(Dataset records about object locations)
————

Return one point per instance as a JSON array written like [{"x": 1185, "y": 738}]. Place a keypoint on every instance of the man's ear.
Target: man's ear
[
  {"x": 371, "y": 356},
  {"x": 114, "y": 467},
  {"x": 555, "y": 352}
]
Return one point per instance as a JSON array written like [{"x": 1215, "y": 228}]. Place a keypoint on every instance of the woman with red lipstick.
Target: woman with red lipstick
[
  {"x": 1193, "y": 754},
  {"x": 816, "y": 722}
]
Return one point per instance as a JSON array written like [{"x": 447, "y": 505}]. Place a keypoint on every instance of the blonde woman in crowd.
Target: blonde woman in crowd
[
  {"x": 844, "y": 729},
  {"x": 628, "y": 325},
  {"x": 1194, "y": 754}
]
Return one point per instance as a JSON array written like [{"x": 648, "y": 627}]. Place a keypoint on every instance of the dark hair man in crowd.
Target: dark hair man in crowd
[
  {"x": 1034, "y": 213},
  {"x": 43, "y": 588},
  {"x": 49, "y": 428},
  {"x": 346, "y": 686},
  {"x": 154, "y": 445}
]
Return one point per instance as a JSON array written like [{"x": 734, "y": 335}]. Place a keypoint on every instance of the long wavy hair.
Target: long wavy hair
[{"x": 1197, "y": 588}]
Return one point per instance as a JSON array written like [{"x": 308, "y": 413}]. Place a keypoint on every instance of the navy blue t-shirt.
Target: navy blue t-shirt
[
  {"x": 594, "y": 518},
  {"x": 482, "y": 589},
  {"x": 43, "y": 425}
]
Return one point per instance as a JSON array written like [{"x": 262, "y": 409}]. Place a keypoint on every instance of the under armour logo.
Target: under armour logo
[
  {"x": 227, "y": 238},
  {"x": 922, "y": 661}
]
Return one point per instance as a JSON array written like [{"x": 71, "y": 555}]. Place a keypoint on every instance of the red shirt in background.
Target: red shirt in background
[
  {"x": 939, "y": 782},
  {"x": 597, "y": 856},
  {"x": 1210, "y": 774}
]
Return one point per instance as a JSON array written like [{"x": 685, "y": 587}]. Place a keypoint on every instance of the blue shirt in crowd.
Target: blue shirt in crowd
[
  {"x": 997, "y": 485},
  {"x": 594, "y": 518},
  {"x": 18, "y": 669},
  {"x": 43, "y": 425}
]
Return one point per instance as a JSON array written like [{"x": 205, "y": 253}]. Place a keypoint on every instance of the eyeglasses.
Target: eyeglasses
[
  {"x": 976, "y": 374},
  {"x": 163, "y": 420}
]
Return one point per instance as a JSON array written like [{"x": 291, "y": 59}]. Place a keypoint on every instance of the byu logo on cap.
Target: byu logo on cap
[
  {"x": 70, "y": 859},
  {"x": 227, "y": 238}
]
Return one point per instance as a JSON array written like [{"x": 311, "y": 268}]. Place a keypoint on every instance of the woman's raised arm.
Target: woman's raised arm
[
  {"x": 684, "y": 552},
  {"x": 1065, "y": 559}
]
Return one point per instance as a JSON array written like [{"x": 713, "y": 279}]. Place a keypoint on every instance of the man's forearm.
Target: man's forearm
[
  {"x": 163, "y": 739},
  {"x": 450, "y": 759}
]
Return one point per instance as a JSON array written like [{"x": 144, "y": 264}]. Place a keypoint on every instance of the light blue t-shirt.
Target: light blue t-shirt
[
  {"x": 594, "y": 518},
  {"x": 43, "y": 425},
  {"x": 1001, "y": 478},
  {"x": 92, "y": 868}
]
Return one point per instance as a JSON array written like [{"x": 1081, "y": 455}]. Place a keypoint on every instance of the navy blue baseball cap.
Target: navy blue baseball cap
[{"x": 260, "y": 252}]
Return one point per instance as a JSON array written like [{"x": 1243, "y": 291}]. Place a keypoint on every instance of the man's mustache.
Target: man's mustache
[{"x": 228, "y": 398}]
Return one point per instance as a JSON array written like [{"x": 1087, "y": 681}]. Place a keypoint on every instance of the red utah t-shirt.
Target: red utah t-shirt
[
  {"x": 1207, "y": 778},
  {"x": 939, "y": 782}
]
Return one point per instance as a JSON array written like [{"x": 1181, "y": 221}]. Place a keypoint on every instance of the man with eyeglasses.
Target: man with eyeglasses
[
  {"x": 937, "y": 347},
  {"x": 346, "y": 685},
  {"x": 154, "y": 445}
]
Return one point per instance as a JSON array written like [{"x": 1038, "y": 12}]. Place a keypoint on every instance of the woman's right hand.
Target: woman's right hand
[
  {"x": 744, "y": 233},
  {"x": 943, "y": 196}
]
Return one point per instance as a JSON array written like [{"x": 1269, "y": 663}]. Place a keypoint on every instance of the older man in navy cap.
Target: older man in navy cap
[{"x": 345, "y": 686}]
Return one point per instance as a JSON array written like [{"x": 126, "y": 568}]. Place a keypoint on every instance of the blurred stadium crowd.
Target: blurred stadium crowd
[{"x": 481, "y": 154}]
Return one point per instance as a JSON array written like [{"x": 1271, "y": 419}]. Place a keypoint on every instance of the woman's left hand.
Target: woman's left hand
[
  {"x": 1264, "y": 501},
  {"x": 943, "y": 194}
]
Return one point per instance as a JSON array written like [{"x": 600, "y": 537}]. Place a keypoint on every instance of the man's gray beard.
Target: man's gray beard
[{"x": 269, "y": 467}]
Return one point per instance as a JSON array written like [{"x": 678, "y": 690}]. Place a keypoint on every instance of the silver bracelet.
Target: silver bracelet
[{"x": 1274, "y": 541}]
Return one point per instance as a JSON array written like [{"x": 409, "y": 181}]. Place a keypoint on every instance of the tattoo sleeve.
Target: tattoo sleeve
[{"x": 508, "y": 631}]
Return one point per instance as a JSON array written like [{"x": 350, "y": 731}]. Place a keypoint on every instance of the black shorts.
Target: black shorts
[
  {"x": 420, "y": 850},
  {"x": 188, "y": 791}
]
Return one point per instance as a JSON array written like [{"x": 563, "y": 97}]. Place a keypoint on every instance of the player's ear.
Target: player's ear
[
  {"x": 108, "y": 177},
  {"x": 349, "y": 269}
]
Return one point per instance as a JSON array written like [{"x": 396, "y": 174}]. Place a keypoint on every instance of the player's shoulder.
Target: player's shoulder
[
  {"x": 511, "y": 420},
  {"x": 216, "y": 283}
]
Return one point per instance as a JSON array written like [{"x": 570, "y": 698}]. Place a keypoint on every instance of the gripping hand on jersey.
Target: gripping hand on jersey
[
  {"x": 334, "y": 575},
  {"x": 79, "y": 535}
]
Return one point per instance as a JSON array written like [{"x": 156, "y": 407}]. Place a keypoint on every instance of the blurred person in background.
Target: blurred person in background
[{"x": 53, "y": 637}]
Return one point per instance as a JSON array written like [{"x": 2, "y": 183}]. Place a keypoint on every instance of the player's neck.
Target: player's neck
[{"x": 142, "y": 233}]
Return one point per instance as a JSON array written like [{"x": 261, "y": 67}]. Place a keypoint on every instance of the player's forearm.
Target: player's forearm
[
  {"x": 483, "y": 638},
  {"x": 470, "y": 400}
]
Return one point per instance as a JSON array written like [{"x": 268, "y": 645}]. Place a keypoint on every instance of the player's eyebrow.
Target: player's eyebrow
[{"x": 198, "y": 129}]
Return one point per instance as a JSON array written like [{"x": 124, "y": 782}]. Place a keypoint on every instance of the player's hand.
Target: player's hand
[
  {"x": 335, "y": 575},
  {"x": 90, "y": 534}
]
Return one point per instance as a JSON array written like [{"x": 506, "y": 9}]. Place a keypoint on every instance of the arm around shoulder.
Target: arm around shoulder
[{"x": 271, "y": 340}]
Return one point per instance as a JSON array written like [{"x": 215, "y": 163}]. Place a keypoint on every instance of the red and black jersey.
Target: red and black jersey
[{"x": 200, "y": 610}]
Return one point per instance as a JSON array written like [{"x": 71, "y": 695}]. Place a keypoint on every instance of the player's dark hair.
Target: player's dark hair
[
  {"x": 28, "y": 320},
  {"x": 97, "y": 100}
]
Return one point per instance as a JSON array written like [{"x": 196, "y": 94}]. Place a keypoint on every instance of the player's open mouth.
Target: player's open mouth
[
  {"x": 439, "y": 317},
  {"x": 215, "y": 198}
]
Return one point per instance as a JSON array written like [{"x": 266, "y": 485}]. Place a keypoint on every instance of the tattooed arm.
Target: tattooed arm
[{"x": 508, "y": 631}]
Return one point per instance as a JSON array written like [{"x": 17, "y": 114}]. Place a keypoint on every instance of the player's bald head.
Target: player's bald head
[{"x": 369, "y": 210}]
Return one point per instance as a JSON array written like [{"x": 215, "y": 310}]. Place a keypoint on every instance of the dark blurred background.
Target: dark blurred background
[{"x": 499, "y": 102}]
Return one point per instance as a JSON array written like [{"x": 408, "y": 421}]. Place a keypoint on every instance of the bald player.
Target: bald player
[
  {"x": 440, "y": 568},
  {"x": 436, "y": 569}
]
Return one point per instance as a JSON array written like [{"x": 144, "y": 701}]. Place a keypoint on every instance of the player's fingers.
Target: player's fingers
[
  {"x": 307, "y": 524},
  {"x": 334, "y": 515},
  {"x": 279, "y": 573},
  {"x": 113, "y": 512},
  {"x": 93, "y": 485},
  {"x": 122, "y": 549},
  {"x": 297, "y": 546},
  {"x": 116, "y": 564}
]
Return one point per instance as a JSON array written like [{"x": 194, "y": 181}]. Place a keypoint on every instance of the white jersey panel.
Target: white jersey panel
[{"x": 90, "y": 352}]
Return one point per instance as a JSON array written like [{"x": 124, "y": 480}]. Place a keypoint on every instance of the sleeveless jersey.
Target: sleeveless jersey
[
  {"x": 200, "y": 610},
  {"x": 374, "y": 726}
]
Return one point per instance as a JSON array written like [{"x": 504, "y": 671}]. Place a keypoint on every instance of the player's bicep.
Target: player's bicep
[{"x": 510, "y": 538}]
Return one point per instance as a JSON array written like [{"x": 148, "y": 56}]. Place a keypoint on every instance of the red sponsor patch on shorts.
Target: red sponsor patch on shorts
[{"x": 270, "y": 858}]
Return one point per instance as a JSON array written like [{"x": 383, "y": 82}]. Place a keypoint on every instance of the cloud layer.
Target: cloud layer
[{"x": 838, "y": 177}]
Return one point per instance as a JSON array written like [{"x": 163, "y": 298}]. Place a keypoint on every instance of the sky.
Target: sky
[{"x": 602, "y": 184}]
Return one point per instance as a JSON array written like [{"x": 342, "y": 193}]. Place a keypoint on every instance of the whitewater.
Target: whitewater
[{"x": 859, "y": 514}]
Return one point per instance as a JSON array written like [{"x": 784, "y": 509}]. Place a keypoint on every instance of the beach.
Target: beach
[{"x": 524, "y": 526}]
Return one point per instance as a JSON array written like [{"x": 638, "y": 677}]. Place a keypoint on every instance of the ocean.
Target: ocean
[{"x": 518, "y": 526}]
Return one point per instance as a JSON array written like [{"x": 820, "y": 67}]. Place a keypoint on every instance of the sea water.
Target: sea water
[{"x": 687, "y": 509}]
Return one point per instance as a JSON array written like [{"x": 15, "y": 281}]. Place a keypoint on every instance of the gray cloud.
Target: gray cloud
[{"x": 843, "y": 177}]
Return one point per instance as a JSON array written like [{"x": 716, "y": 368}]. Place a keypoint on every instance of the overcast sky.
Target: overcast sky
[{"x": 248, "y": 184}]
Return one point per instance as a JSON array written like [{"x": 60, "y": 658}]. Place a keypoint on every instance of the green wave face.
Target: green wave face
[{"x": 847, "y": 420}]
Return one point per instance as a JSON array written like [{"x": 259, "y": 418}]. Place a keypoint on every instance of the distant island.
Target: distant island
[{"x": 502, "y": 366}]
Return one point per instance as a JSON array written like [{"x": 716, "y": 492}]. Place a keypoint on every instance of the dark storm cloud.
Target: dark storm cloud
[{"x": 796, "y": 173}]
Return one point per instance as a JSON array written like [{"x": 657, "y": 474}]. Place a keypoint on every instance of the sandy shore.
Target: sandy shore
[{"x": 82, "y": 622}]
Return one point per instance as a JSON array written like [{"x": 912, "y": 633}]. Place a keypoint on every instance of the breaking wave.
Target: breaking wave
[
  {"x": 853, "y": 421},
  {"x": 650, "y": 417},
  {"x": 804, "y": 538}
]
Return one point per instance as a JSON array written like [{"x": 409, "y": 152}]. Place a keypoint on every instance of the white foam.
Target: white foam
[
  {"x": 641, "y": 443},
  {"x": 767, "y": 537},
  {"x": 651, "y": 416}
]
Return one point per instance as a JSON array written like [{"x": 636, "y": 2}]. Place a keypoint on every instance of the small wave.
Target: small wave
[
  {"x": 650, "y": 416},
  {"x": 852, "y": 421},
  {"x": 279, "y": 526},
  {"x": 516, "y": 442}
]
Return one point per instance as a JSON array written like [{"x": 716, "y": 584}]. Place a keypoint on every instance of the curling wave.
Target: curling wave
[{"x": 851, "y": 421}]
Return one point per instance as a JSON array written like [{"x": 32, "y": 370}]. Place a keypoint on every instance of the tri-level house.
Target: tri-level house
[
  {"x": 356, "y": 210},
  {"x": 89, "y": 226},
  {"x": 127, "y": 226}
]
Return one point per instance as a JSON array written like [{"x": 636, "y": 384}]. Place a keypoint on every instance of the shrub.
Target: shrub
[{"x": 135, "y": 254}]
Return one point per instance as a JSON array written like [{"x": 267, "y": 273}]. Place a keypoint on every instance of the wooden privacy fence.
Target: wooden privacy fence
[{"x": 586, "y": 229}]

————

Problem to solve: Repeat exactly, and only, the lines of the records above, starting with the line that contains "the sandy shore." and ending with the final line, both included.

Written answer:
Return one point per instance as a JSON array written like [{"x": 657, "y": 474}]. Place a keypoint on every instance of the sandy shore.
Target: sandy shore
[{"x": 82, "y": 622}]
Return one point per instance as a JSON array written like [{"x": 912, "y": 633}]. Place a keypoint on every instance of the breaking wave.
Target: breaking wave
[
  {"x": 853, "y": 421},
  {"x": 650, "y": 417},
  {"x": 804, "y": 538}
]
Return one point per instance as a JSON array written like [{"x": 409, "y": 152}]. Place a keypoint on every instance of the white foam.
Target: white foam
[
  {"x": 641, "y": 443},
  {"x": 767, "y": 537},
  {"x": 651, "y": 416}
]
Return one point per instance as a JSON array written like [{"x": 636, "y": 2}]. Place a keypoint on every instance of the small wave.
Target: small wave
[
  {"x": 650, "y": 416},
  {"x": 852, "y": 421},
  {"x": 279, "y": 526},
  {"x": 516, "y": 442}
]
Return one point per instance as a JSON array written like [{"x": 716, "y": 584}]. Place a keypoint on every instance of the curling wave.
Target: curling wave
[{"x": 851, "y": 421}]
Return one point per instance as a JSON array written like [{"x": 32, "y": 370}]. Place a keypoint on every instance of the tri-level house.
Target: tri-level house
[
  {"x": 356, "y": 210},
  {"x": 89, "y": 226},
  {"x": 127, "y": 226}
]
Return one point per instance as a JSON array written like [{"x": 636, "y": 384}]. Place a keypoint on every instance of the shrub.
Target: shrub
[{"x": 135, "y": 254}]
Return one point per instance as a JSON array written like [{"x": 267, "y": 273}]. Place a keypoint on every instance of the wooden privacy fence.
Target: wooden privacy fence
[{"x": 586, "y": 229}]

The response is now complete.